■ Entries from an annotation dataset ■
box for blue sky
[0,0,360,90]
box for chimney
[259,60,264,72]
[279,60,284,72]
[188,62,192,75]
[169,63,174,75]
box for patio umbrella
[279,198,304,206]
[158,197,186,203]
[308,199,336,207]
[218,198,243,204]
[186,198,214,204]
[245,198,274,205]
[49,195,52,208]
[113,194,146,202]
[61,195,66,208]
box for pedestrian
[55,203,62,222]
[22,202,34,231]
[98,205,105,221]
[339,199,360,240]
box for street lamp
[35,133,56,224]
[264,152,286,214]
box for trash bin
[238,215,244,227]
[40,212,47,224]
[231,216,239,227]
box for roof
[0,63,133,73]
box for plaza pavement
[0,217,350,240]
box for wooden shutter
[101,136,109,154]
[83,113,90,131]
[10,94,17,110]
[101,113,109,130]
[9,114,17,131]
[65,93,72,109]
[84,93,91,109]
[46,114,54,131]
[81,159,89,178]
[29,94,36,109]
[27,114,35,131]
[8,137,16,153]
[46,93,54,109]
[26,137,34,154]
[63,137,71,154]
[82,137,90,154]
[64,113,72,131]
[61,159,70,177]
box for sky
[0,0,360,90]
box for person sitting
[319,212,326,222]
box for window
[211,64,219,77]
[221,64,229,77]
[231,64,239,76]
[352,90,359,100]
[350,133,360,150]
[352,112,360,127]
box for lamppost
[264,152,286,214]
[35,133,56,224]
...
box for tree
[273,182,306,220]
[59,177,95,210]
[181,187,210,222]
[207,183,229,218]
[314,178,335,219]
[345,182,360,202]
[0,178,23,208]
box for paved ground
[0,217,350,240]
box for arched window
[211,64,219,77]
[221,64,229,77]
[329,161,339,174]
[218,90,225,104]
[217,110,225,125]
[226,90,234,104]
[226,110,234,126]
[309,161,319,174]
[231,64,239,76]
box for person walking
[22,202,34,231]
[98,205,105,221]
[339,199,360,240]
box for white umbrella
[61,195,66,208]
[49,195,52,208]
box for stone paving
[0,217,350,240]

■ Work to complete ■
Which lines in the items above contain the word "umbrella"? Collect each of them in full.

■ Exercise answer ■
box for patio umbrella
box for white umbrella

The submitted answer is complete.